### Texte à lire
************

Le port est tourné vers la mer, l'international, tandis que la ville s'en est détournée pour regarder son territoire et le gérer selon des intérêts locaux. L'économie des villes est plus orientée vers le secteur tertiaire, le nombre d'entreprises dépendantes de l'activité maritime a diminué. Le port qui était avant le moteur du développement économique de la cité, n'est devenu qu'un élément parmi d'autres. Aujourd'hui, le développement de la ville dépend moins de ses liens maritimes que de sa place dans une économie régionale ou nationale.
- D'un point de vue institutionnel, en France, la tendance majeure a été une intervention quasi-absolue de l'Etat. La loi "Laval" du 29 juin 1965 débouche sur la création des Ports Autonomes. Ce statut a engendré une rupture avec les autorités locales et un désintérêt des milieux financiers locaux. Avec les Ports Autonomes, l'Etat dépossède la ville de la maîtrise de son développement maritime. L'Etat a le contrôle des investissements et de la politique portuaire qui dépendent plus d'intérêts nationaux que locaux, et a tendance à assigner les ports a un rôle d'approvisionnement qui freine toute perspective commerciale. Les acteurs économiques privés et urbains n'influent plus directement sur le port, les bourgeoisies locales qui, dans le passé, animaient les flottes et les marchés ont disparu. Les sociétés d'armement et les opérateurs de transport s'imposent et les contrôles étatiques dépersonnalisent les capitaux et rompent les rapports avec la ville.
1.1.2.3. Image mentale
La délocalisation spatiale et les rapides changements dans le fonctionnement des ports ont provoqué une rupture dans la perception de l'activité portuaire par les habitants de la ville, notamment les plus âgés, qui ont conservé une image du passé, entretenue par la littérature, la photographie et le cinéma qui portent des images dépassées. Aujourd'hui, le port est souvent considéré en déclin voire comme mort (cf. fig. n°5). L'image portuaire qu'ils ont sous les yeux se résume le plus souvent à des friches, à des quais désertés en ruines. Les habitants ont peu conscience du fonctionnement des ports actuels. Les bateaux se font de plus en plus rares (ils restent moins longtemps à quais), les Z.I.P. et les nouveaux terminaux sont éloignés et inaccessibles. Les ports pendant longtemps n'ont fait aucun effort pour faire comprendre aux populations leur fonctionnement, notamment en France, où ceux-ci constituaient une affaire d'Etat sans lien avec le public (certains Nantais passant près des ferrailles entreposées quai Wilson croient que c'est une décharge à ordures !).

************

[Annotations de position]

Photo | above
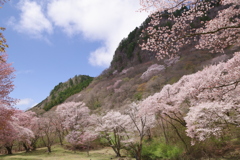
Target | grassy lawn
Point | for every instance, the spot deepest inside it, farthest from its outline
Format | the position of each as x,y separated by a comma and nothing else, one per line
58,153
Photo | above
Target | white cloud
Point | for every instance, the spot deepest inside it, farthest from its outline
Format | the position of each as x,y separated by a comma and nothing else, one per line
26,101
25,104
32,19
109,21
24,72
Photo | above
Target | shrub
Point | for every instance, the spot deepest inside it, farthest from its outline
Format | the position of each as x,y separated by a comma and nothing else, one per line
154,150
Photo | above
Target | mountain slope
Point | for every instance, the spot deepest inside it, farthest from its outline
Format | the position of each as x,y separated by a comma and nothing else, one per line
135,74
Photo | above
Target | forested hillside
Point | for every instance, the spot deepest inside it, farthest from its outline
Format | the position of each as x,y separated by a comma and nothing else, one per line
171,91
62,91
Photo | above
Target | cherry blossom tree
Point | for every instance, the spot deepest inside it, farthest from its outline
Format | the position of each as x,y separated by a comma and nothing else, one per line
138,128
25,122
14,130
46,131
205,102
168,36
214,99
78,122
112,127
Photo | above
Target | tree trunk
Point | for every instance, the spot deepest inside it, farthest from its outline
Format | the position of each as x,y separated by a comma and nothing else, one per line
26,147
9,149
49,149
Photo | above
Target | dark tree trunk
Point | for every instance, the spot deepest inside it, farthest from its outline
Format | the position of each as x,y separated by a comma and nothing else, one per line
9,149
49,149
26,147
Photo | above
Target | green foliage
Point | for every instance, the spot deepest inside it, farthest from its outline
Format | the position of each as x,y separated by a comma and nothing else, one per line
60,92
130,49
155,150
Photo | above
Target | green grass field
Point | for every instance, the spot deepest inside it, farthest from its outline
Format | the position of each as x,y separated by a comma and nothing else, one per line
58,153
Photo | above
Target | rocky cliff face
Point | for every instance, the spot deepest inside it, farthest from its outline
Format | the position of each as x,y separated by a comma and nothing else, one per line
135,74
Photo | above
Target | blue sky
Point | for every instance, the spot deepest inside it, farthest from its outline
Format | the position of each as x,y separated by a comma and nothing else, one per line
51,41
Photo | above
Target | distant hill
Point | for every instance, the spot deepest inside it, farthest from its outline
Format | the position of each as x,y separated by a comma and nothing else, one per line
133,74
62,91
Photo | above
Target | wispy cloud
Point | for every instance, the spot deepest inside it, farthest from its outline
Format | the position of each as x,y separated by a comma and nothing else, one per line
32,20
25,104
26,101
108,21
24,72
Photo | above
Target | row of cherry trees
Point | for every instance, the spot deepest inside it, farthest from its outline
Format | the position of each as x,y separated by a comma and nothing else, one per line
204,103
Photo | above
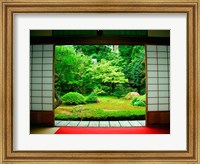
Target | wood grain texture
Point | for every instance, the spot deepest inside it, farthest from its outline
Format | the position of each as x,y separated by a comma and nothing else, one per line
9,7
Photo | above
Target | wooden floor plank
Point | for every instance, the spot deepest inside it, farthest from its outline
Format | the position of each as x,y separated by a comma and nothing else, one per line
104,124
94,124
135,123
73,123
63,123
142,122
125,124
115,124
83,124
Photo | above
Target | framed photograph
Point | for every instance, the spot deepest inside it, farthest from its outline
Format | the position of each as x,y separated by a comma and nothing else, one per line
162,35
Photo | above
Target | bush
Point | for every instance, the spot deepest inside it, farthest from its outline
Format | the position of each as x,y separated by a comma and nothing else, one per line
73,98
100,115
92,98
139,101
131,95
122,89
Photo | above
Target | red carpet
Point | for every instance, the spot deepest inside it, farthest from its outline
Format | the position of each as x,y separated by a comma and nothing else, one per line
135,130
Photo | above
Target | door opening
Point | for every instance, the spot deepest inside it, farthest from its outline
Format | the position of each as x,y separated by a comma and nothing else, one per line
100,83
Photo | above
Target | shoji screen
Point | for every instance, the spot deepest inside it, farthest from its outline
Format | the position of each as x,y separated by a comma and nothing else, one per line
158,77
41,77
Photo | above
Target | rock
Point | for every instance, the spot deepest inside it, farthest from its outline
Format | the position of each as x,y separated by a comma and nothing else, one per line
131,95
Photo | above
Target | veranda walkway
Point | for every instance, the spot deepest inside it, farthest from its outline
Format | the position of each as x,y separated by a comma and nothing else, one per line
128,123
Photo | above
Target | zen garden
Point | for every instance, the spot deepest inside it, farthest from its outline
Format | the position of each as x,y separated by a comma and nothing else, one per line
100,82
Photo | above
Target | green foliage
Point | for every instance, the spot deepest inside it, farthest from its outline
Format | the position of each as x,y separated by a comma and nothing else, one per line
92,98
134,57
95,51
139,101
116,73
100,114
105,73
71,70
73,98
121,90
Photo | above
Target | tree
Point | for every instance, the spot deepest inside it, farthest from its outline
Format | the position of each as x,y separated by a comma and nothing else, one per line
107,74
134,70
71,68
95,51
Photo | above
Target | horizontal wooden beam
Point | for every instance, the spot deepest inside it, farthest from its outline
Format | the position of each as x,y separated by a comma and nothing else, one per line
99,40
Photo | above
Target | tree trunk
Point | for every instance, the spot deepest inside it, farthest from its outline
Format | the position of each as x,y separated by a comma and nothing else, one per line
58,100
56,96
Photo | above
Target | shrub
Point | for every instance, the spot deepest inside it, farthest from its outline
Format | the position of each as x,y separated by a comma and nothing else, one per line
131,95
92,98
122,89
139,101
100,114
73,98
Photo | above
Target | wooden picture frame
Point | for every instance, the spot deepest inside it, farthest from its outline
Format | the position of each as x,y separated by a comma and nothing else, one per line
10,7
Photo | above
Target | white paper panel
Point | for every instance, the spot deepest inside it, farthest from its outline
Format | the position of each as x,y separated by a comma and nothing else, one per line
42,77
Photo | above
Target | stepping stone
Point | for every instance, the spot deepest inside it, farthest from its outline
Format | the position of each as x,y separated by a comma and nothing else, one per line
125,124
114,124
104,124
73,123
135,123
83,124
94,124
63,123
142,122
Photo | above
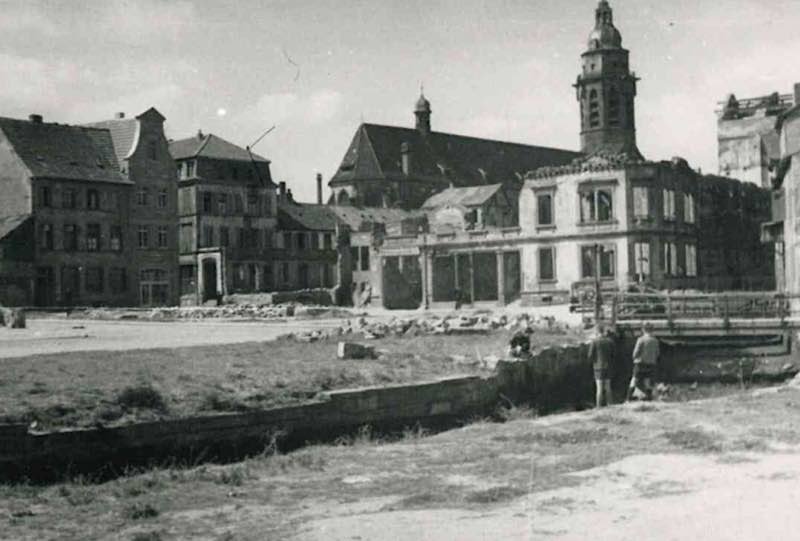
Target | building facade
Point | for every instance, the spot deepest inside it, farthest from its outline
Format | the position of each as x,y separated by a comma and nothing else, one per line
143,155
748,141
227,212
66,208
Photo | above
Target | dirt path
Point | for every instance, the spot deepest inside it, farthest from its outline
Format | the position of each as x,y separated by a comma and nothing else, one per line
59,335
657,497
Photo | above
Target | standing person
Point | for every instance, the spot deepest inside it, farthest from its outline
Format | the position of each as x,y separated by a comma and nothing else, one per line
601,353
645,361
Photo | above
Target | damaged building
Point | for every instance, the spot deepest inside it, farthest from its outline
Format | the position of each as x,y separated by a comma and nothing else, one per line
608,211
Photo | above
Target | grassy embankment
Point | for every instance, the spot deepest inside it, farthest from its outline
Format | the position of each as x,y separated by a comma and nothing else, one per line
90,388
482,468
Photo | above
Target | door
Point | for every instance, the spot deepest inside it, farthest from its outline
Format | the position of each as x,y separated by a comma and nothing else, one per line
209,280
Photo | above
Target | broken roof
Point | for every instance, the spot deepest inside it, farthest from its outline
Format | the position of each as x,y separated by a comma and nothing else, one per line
212,147
472,196
326,217
375,154
9,224
61,151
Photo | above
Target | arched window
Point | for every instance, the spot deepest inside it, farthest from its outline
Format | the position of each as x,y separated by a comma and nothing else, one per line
594,109
613,107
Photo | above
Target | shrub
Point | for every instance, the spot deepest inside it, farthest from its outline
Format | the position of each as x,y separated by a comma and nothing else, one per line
142,396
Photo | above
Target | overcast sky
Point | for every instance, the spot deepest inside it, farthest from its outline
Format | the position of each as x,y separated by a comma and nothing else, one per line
315,69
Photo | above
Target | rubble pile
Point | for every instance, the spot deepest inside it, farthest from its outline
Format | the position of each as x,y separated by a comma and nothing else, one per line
432,325
228,311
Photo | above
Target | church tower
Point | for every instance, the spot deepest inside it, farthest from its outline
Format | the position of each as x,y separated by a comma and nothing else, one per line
607,90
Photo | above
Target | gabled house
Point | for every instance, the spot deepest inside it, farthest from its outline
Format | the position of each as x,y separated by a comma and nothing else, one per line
65,208
227,213
389,166
143,156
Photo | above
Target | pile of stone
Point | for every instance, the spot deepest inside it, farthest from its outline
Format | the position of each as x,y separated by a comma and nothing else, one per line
13,318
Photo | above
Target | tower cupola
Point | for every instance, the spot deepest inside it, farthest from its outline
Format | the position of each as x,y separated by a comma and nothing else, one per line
423,113
606,90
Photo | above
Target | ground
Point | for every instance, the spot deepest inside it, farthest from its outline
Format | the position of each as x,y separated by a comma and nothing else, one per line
177,379
717,469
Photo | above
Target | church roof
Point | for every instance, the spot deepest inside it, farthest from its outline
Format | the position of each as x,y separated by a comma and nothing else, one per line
375,154
212,147
62,151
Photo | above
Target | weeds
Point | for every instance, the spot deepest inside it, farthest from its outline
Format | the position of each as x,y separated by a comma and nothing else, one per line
142,396
140,510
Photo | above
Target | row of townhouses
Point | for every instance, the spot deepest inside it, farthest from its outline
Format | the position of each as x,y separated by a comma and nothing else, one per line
112,213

************

### Consigne A
Selon le texte sur la ville et son port, quelle loi a conduit à la création des Ports Autonomes ?
### Consigne B
Recopiez fidèlement le passage du texte sur la ville et son port qui commence par « Le port est tourné » et se poursuit jusqu'à « régionale ou nationale. ».
### Consigne C
Poursuivez la rédaction du texte sur la ville et son port à partir de sa dernière phrase.

### Résultat de l'exercice A
La loi « Laval » du 29 juin 1965.

### Résultat de l'exercice B
Le port est tourné vers la mer, l'international, tandis que la ville s'en est détournée pour regarder son territoire et le gérer selon des intérêts locaux. L'économie des villes est plus orientée vers le secteur tertiaire, le nombre d'entreprises dépendantes de l'activité maritime a diminué. Le port qui était avant le moteur du développement économique de la cité, n'est devenu qu'un élément parmi d'autres. Aujourd'hui, le développement de la ville dépend moins de ses liens maritimes que de sa place dans une économie régionale ou nationale.

### Résultat de l'exercice C
- Le port primitif : Le port est né avec la ville, il ne pouvait exister l'un sans l'autre. Le noyau portuaire était confondu avec le centre-ville. Nantes et Bordeaux se sont développées en relation directe avec le trafic fluvial et maritime. Avec le développement des activités, le port s'étale hors des enceintes de la ville : c'est le quai de la Fosse à Nantes et des Chartrons à Bordeaux qui connaîtront leur heure de gloire au XVIIIe siècle, époque où les deux ports ont connu une activité intense, se répercutant sur le développement urbain. A Bordeaux, l'intensité du trafic avait étonné STENDHAL: "Il eut été impossible de tendre une corde d'un bout à l'autre sans passer sur un navire". Sur ces quais, on trouve les hôtels d'armateurs et le quartier maritime populaire. L'activité de la ville était intimement liée au port. Cette grandeur est aujourd'hui nostalgique.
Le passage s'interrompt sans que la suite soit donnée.